■ EXERCISE DIRECTIONS ■
Here is a listing. Set it down again exactly.

—————

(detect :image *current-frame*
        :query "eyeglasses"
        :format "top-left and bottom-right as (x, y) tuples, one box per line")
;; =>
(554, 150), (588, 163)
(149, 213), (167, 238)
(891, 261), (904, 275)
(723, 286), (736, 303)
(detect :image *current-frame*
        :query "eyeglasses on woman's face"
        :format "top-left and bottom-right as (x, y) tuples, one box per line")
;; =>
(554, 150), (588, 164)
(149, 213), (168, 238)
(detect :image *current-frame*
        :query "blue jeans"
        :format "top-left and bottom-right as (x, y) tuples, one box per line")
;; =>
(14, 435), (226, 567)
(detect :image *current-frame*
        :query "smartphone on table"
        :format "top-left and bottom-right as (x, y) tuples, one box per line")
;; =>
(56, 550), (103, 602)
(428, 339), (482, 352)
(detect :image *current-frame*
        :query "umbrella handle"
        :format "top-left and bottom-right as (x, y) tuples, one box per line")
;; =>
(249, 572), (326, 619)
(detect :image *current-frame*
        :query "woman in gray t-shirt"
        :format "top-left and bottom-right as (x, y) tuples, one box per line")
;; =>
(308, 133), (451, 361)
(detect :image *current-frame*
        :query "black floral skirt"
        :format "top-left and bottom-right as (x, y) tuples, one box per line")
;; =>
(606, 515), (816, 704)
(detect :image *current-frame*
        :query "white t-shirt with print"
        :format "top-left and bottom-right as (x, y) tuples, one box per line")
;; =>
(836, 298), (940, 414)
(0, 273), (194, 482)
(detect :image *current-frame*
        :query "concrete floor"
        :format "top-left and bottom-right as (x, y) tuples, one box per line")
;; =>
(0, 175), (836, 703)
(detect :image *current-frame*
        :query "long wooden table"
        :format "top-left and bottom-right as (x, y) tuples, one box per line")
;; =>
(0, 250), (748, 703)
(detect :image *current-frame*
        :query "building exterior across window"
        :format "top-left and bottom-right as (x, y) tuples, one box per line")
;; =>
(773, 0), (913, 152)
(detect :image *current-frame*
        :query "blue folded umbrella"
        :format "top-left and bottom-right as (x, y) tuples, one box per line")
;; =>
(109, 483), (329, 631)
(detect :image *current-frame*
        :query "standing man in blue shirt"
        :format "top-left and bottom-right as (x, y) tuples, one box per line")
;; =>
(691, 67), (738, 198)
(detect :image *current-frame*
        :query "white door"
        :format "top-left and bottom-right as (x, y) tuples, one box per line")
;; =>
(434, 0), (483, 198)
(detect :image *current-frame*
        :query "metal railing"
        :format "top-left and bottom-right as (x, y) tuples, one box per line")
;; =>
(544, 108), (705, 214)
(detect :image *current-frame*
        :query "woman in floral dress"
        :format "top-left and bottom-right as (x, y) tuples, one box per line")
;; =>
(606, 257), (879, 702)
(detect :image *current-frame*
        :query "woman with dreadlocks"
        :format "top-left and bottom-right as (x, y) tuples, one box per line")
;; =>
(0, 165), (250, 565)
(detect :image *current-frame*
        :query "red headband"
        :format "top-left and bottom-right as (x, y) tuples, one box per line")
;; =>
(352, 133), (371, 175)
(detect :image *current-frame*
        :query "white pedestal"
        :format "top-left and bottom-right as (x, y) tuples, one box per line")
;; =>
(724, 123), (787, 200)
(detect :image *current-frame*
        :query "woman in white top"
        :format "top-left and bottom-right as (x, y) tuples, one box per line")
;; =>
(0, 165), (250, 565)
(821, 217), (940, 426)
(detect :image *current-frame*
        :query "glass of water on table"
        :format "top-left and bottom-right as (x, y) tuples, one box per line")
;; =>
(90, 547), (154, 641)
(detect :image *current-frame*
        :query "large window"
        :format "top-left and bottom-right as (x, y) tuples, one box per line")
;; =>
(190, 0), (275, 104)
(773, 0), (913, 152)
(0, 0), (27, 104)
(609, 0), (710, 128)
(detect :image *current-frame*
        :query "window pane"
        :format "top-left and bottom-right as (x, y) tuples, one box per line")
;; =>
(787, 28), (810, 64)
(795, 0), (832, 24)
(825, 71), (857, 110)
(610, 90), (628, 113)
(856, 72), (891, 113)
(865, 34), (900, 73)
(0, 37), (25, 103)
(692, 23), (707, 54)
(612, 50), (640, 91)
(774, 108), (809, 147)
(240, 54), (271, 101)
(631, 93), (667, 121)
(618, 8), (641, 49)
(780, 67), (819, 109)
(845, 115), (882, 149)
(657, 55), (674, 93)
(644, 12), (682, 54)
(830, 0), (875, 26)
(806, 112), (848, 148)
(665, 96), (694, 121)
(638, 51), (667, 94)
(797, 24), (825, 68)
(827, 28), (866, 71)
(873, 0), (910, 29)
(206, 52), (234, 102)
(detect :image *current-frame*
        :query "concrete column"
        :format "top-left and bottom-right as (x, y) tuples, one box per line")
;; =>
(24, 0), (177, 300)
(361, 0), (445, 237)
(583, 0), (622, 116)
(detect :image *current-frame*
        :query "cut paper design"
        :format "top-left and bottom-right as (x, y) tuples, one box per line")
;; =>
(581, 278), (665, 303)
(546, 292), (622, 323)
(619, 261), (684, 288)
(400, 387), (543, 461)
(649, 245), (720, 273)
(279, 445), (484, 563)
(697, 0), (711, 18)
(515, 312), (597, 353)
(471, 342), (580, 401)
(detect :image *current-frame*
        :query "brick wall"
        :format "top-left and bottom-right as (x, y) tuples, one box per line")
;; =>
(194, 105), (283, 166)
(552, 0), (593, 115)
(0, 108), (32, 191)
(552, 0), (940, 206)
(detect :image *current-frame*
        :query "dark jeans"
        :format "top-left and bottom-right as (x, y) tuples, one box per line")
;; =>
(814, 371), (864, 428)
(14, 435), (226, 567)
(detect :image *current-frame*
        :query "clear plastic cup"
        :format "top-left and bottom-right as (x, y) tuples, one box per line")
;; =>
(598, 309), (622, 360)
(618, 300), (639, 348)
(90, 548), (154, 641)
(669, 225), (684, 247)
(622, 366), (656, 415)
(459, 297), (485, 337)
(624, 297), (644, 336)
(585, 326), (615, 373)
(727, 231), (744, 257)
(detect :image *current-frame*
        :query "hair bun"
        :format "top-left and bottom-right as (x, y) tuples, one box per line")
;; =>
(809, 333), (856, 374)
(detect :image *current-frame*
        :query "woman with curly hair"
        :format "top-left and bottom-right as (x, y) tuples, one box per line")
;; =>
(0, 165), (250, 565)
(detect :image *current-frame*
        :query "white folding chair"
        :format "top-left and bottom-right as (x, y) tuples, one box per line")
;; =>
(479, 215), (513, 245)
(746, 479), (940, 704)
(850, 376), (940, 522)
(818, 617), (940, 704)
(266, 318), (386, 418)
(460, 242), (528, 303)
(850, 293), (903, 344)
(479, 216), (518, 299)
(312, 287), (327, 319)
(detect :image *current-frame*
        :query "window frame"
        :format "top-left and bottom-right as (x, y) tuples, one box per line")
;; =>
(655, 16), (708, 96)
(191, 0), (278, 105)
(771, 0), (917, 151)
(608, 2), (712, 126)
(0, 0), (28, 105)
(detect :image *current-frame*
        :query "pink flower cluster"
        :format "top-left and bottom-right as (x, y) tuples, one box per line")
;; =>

—————

■ TASK RESULT ■
(detect :image *current-frame*
        :query "eyeglasses"
        :format "top-left and bottom-right as (x, y) tuples, one box per line")
;; =>
(554, 150), (588, 163)
(149, 213), (167, 238)
(891, 261), (904, 275)
(723, 286), (736, 303)
(detect :image *current-frame*
        :query "eyeglasses on woman's face"
        :format "top-left and bottom-right as (x, y) tuples, one box per line")
;; =>
(554, 150), (588, 164)
(149, 213), (168, 238)
(detect :image *current-frame*
        :query "blue jeans"
        :format "top-left and bottom-right as (x, y) tuples, one box per line")
;; =>
(14, 435), (226, 567)
(detect :image *current-frame*
        :query "smartphone on table"
        :format "top-left and bottom-right as (x, y) tuples, one box per line")
;; =>
(56, 550), (103, 602)
(428, 339), (482, 352)
(detect :image *current-frame*
        :query "umbrella handle"
        :format "top-left and bottom-right as (x, y) tuples, one box per line")
;; =>
(249, 572), (326, 619)
(detect :image *current-frame*
        :query "woman in gray t-shirt"
        :format "top-left and bottom-right as (x, y) tuples, one box per line")
;; =>
(308, 133), (451, 361)
(detect :image *current-frame*
        :query "black floral skirt"
        :format "top-left and bottom-right as (x, y) tuples, one box per line")
;; =>
(606, 515), (816, 704)
(detect :image *current-frame*
        :query "white t-shirt with print"
        :format "top-left and bottom-right as (x, y) tuples, one box per line")
;; =>
(836, 298), (940, 414)
(0, 273), (194, 482)
(detect :image *current-frame*
        :query "concrete floor"
        :format "top-left and bottom-right as (x, y) tuples, one box per line")
;; =>
(0, 175), (836, 703)
(detect :image *current-frame*
        :query "long wooden table"
        :format "top-left and bottom-right as (x, y) tuples, one box per line")
;; =>
(0, 250), (748, 703)
(detect :image *current-frame*
        :query "building exterior across window"
        :format "top-left and bottom-right as (x, y) tuples, one box per line")
;; =>
(773, 0), (913, 152)
(detect :image *current-frame*
        :query "blue folded umbrella"
        :format "top-left and bottom-right as (x, y) tuples, one box per line")
;; =>
(109, 483), (329, 631)
(detect :image *current-frame*
        :query "standing man in blue shirt"
        :format "top-left and bottom-right as (x, y) tuples, one box per line")
;; =>
(691, 67), (738, 198)
(detect :image *current-frame*
        :query "white door"
        :format "top-left and bottom-right as (x, y) tuples, one box per line")
;; =>
(434, 0), (483, 198)
(detect :image *current-frame*
        :query "metal railing"
        :format "top-left and bottom-right as (x, y) tuples, one box per line")
;; =>
(544, 108), (705, 214)
(detect :image *current-frame*
        :query "woman in floral dress"
        :format "top-left and bottom-right as (x, y) tuples, one box per line")
;; =>
(606, 257), (879, 702)
(detect :image *current-frame*
        :query "woman with dreadlocks"
        :format "top-left and bottom-right as (x, y) tuples, one box per line")
;; =>
(0, 165), (250, 565)
(detect :image *current-frame*
        :query "red headband"
        :format "top-left and bottom-right as (x, y) tuples, one box per line")
;; =>
(352, 133), (371, 175)
(detect :image *current-frame*
        :query "white pedestal"
        :format "top-left and bottom-right as (x, y) tuples, one box per line")
;; =>
(724, 123), (787, 200)
(detect :image *current-frame*
        :query "woman in white top"
        :format "top-left and bottom-right as (x, y) tuples, one box per line")
;; =>
(0, 165), (250, 565)
(821, 217), (940, 426)
(detect :image *current-frame*
        :query "glass of water on table"
        :format "top-left and bottom-right as (x, y) tuples, one box per line")
;; =>
(90, 547), (154, 641)
(detect :image *current-frame*
        :query "large window"
        :format "top-left and bottom-right as (x, y) tuples, one box per line")
;; =>
(190, 0), (275, 104)
(773, 0), (913, 152)
(0, 0), (27, 104)
(609, 0), (710, 128)
(detect :image *current-frame*
        :query "window pane"
        :format "top-left and bottom-right as (x, y) tuples, one box per line")
;; =>
(787, 28), (810, 64)
(795, 0), (832, 24)
(825, 71), (857, 110)
(610, 90), (628, 113)
(856, 72), (891, 113)
(865, 34), (900, 73)
(0, 37), (25, 103)
(692, 23), (707, 54)
(612, 50), (640, 91)
(774, 108), (809, 147)
(240, 54), (271, 101)
(631, 93), (667, 121)
(618, 8), (641, 49)
(780, 67), (819, 109)
(845, 115), (882, 149)
(657, 55), (674, 93)
(644, 12), (682, 54)
(830, 0), (875, 26)
(806, 112), (848, 148)
(665, 96), (694, 121)
(638, 51), (667, 94)
(797, 24), (825, 68)
(827, 28), (866, 71)
(873, 0), (910, 29)
(206, 52), (234, 102)
(detect :image *current-frame*
        :query "concrete column"
        :format "top-left and bottom-right as (x, y) tuples, one box per line")
;; =>
(24, 0), (177, 300)
(361, 0), (445, 237)
(583, 0), (622, 116)
(detect :image *current-frame*
        :query "cut paper design"
        :format "top-left and bottom-right as (x, y) tuples, one box per line")
;; =>
(581, 278), (665, 303)
(546, 292), (622, 323)
(619, 261), (684, 288)
(400, 387), (543, 461)
(649, 245), (720, 273)
(279, 445), (484, 563)
(697, 0), (711, 18)
(515, 312), (597, 353)
(471, 342), (580, 401)
(detect :image *current-frame*
        :query "brick wall"
        :format "top-left and bottom-right as (x, y) tuples, one box per line")
;; =>
(194, 105), (283, 166)
(552, 0), (593, 115)
(0, 108), (32, 191)
(552, 0), (940, 206)
(detect :image *current-frame*
        :query "dark jeans"
        :format "top-left and bottom-right as (x, y) tuples, one box per line")
;; =>
(814, 371), (864, 428)
(14, 435), (226, 567)
(detect :image *current-frame*
        :query "clear plastic cup"
        :format "top-left and bottom-right as (x, y) tuples, one box per line")
;; =>
(598, 309), (622, 360)
(618, 300), (639, 348)
(90, 548), (154, 641)
(669, 225), (684, 247)
(622, 366), (656, 415)
(459, 297), (485, 337)
(624, 297), (644, 336)
(585, 326), (615, 373)
(727, 231), (744, 257)
(detect :image *current-frame*
        :query "hair bun"
        :format "top-left and bottom-right as (x, y) tuples, one box per line")
;; =>
(809, 333), (856, 374)
(detect :image *current-frame*
        :query "woman with curly hair"
        :format "top-left and bottom-right as (x, y) tuples, one box per line")
;; =>
(0, 165), (250, 565)
(detect :image *current-frame*
        :query "white folding chair"
        :format "top-left and bottom-right as (x, y) tuples, one box per line")
;; =>
(479, 215), (513, 245)
(746, 479), (940, 704)
(850, 376), (940, 522)
(818, 617), (940, 704)
(266, 318), (386, 418)
(460, 242), (528, 303)
(850, 293), (903, 344)
(479, 216), (518, 299)
(312, 287), (327, 319)
(detect :image *current-frame*
        :query "window frame"
        :format "top-left and bottom-right as (x, y) tuples, one box per line")
;; =>
(655, 16), (708, 96)
(191, 0), (278, 105)
(771, 0), (917, 151)
(608, 2), (712, 126)
(0, 0), (28, 105)
(detect :image *current-frame*
        :query "pink flower cluster"
        :format "top-left and bottom-right as (x, y) tuples, one box per line")
;; =>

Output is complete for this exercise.